*Extracted data*:
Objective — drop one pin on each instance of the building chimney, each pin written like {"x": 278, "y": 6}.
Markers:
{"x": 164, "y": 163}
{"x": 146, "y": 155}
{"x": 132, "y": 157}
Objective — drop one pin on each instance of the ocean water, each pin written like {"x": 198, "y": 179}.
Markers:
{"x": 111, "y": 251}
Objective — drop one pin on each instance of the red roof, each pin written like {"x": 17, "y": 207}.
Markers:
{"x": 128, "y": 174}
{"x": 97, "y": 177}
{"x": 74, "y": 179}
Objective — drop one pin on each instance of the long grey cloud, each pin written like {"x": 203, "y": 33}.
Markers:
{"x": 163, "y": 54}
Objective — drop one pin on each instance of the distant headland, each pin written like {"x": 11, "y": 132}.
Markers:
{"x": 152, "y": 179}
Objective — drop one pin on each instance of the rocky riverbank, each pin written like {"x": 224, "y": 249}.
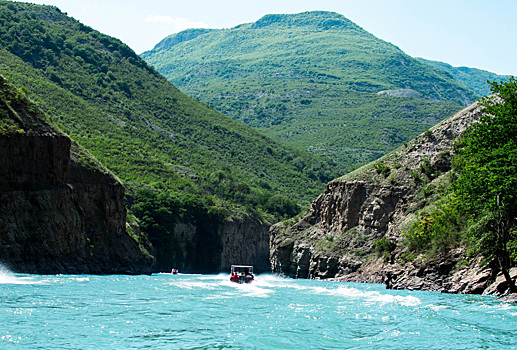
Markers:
{"x": 351, "y": 231}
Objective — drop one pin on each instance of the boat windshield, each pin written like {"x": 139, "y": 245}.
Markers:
{"x": 238, "y": 269}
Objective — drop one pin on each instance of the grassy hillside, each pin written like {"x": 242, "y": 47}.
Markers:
{"x": 312, "y": 80}
{"x": 475, "y": 79}
{"x": 144, "y": 129}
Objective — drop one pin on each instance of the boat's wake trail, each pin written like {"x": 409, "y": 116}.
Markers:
{"x": 7, "y": 277}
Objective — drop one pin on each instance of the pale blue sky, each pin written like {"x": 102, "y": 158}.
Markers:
{"x": 473, "y": 33}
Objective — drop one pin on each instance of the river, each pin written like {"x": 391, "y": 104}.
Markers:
{"x": 164, "y": 311}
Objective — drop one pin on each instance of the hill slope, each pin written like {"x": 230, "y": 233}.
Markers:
{"x": 355, "y": 230}
{"x": 182, "y": 161}
{"x": 60, "y": 211}
{"x": 312, "y": 80}
{"x": 475, "y": 79}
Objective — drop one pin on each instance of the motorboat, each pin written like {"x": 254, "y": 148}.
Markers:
{"x": 242, "y": 274}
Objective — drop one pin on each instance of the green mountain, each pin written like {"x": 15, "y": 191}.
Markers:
{"x": 179, "y": 158}
{"x": 314, "y": 80}
{"x": 475, "y": 79}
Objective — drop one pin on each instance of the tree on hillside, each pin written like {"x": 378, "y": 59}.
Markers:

*The exercise*:
Beginning with the line containing "Objective — drop one pin on each instance of the red" and ending with the last line of the material, output each line exactly; do not include pictures.

*Worked answer*:
Objective — drop one pin on each instance of the red roof, each pin written like {"x": 17, "y": 207}.
Markers:
{"x": 128, "y": 174}
{"x": 97, "y": 177}
{"x": 74, "y": 179}
Objective — drop one pin on each instance of the long grey cloud, each pin written like {"x": 203, "y": 33}.
Markers:
{"x": 163, "y": 54}
Objective — drop one pin on each instance of the distant headland, each pin written like {"x": 11, "y": 132}.
Markers:
{"x": 152, "y": 179}
Objective — drop one pin on each instance of the rocky riverbank, each pin written like {"x": 224, "y": 249}.
Markers:
{"x": 351, "y": 231}
Objective — drop one pin on each instance of the boat windshield, each pin written like {"x": 139, "y": 245}.
Markers:
{"x": 238, "y": 269}
Objective — drop one pin on each instance of the grassy hillside, each pin written like {"x": 242, "y": 47}.
Markers:
{"x": 312, "y": 80}
{"x": 475, "y": 79}
{"x": 144, "y": 129}
Objective — drop one pin on each instance of the boat's wake trail, each pin written like {"x": 409, "y": 116}.
Markers:
{"x": 7, "y": 277}
Objective — drop one pin on each instance of the pale blue sky, each pin written like {"x": 102, "y": 158}.
Markers:
{"x": 473, "y": 33}
Objective — drop one pin on each instance of the river, each pin written like {"x": 391, "y": 104}.
Markers:
{"x": 164, "y": 311}
Objective — drop one pin on each instance of the hill slope, each pin written like {"x": 230, "y": 233}.
Markers:
{"x": 355, "y": 230}
{"x": 182, "y": 161}
{"x": 60, "y": 211}
{"x": 312, "y": 80}
{"x": 475, "y": 79}
Objective — drop one pin on each instance of the motorboat, each pin written like {"x": 254, "y": 148}.
Markers:
{"x": 242, "y": 274}
Objective — drop one pin on each instance of the green mountain, each pin written like {"x": 15, "y": 191}.
Markers:
{"x": 179, "y": 158}
{"x": 314, "y": 80}
{"x": 475, "y": 79}
Objective — drop one pin on each instance of the tree on hillside, each pin written like {"x": 378, "y": 59}.
Markers:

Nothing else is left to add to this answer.